■ **TASK**
Every line below between the line holding "Expected: the position of each instance of the eroded" and the line holding "formation, given as one point per instance.", inclusive, should be repeated exactly, and all other lines omitted.

::: RECORDS SUPPLIED :::

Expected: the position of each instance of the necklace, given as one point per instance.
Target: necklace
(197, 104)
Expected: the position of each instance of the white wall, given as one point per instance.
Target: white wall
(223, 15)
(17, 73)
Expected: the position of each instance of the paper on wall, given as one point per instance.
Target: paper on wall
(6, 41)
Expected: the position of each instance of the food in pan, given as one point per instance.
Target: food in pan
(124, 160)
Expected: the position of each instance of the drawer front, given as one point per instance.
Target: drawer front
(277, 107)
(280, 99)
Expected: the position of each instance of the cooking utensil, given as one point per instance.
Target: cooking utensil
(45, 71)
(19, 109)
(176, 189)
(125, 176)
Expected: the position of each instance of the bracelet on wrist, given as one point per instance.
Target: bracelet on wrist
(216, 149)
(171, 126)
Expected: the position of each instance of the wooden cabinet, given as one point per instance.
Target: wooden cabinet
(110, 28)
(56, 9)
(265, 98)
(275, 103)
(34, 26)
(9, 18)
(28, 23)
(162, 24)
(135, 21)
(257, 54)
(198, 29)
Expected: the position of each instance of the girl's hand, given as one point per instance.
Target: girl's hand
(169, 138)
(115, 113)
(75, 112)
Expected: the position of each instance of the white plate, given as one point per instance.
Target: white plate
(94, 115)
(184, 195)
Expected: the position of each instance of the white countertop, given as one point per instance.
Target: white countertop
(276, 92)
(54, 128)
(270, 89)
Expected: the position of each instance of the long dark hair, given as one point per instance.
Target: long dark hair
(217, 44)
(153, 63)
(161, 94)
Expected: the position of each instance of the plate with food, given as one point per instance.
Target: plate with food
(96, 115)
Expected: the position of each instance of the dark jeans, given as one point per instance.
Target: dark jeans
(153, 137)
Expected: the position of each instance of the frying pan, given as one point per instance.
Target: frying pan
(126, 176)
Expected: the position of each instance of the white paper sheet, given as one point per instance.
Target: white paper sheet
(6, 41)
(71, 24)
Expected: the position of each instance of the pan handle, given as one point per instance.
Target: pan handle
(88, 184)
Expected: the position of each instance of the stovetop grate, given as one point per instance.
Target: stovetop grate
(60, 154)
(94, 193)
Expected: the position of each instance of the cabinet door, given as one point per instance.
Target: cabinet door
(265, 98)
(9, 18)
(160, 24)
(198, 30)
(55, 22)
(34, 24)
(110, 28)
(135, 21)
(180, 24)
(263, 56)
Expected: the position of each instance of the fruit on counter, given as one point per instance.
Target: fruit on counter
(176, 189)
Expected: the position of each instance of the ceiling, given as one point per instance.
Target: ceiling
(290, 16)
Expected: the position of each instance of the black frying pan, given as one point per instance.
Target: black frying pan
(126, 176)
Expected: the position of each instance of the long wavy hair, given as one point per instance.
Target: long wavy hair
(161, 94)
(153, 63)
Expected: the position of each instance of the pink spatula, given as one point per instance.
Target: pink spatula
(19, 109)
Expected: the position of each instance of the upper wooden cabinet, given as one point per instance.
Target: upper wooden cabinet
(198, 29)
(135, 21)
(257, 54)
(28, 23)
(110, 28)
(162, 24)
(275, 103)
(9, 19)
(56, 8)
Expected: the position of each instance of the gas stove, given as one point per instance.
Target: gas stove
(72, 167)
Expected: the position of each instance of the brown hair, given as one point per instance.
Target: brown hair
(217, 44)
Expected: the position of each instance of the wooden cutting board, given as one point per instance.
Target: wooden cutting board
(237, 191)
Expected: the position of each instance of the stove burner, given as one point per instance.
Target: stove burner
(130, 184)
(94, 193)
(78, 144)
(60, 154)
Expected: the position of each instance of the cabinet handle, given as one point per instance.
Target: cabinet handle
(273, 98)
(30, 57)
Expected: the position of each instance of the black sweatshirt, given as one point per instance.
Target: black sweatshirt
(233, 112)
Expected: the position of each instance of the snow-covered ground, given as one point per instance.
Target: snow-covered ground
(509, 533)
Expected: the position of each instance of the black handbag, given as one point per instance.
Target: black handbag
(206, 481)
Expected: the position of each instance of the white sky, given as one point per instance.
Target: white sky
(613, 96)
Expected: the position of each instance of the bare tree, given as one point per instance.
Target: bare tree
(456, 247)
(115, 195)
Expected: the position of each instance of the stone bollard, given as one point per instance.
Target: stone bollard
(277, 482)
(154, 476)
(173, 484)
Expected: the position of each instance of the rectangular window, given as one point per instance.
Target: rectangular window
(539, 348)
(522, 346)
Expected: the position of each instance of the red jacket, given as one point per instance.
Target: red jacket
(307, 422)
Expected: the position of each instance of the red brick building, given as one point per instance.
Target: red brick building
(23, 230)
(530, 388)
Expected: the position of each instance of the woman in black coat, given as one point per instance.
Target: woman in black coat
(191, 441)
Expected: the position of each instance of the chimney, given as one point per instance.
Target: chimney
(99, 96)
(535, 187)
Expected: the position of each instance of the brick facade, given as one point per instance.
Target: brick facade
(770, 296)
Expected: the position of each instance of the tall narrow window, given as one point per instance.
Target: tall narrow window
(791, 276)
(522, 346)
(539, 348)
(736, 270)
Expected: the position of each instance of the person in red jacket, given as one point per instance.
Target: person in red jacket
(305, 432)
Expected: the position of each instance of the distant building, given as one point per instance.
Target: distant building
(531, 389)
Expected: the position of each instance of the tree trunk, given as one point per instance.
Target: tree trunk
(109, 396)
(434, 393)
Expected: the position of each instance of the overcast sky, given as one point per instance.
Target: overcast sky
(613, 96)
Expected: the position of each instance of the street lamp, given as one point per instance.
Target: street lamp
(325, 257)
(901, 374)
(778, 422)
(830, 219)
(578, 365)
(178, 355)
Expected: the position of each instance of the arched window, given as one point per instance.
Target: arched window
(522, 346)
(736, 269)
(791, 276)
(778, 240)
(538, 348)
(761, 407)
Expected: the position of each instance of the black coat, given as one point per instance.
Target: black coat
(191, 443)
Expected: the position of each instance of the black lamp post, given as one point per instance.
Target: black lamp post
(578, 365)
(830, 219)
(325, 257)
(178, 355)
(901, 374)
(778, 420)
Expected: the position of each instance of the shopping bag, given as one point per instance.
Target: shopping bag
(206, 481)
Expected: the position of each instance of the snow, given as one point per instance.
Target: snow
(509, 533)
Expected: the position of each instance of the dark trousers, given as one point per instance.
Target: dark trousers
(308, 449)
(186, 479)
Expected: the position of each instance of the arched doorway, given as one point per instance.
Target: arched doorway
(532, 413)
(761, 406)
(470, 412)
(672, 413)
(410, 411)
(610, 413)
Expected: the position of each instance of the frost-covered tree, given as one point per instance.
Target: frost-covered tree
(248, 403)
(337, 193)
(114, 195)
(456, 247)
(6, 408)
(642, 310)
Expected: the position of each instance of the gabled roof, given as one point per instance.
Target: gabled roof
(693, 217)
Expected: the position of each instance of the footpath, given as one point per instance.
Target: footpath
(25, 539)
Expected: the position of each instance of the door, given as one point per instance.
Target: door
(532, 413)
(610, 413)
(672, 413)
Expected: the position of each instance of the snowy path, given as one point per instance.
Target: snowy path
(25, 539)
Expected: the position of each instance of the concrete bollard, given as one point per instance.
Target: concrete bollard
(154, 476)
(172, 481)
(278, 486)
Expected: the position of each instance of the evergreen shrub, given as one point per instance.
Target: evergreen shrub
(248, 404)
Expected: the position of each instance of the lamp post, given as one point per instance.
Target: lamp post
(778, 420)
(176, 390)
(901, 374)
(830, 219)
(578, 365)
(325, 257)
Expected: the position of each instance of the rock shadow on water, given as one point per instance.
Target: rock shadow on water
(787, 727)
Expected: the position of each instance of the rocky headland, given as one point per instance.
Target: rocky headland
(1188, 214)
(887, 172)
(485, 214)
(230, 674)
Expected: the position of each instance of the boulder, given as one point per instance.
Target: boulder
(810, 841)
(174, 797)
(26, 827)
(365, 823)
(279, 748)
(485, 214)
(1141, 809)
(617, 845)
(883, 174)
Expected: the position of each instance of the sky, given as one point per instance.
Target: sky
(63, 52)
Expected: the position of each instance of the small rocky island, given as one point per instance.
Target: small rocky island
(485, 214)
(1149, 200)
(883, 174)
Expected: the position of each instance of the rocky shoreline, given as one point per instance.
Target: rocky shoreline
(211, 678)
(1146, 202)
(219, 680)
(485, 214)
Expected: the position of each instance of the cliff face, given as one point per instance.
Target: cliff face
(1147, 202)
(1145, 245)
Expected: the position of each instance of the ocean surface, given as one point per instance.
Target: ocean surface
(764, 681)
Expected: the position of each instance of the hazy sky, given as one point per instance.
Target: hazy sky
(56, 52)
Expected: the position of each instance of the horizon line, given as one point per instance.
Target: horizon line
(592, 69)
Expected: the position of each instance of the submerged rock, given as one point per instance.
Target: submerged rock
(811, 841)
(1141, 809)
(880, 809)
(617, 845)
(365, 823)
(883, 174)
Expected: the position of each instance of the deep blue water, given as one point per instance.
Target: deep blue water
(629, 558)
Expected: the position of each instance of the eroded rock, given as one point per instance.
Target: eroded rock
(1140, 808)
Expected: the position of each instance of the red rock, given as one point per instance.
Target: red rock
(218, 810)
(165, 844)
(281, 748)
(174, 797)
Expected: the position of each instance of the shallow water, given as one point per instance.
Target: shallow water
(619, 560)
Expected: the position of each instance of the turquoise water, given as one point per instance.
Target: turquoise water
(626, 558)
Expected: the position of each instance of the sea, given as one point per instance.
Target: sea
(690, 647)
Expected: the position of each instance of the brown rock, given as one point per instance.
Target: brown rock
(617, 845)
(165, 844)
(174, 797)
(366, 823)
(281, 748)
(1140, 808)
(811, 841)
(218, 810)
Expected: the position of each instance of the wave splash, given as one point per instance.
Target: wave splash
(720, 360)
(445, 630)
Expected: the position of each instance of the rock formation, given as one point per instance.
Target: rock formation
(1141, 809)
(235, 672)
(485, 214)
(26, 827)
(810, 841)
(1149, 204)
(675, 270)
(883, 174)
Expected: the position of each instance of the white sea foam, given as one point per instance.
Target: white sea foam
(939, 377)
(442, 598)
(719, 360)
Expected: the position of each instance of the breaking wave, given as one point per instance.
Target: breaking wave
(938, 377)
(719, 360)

:::

■ **RESULT OF THE EXERCISE**
Expected: the position of each instance of the eroded rock, given as one point per instance.
Target: eroded rock
(1140, 808)
Expected: the position of each instance of the red rock, given as one point per instance.
Target: red rock
(218, 810)
(165, 844)
(281, 748)
(174, 797)
Expected: the position of each instance of the shallow water, given as one point per instance.
Target: shallow water
(619, 560)
Expected: the position of each instance of the turquoise water, given as one point per instance.
Target: turquoise water
(626, 558)
Expected: the position of each instance of the sea, given as one point per instance.
Target: sea
(690, 647)
Expected: the position of each instance of the brown rock, given as one point per instance.
Target: brown rock
(617, 845)
(165, 844)
(174, 797)
(366, 823)
(281, 748)
(1140, 808)
(811, 841)
(218, 810)
Expected: the position of each instance of the wave splash, given as one point per instance.
Target: wave splash
(720, 360)
(445, 630)
Expected: the position of each instance of the rock formation, given as one point per instance.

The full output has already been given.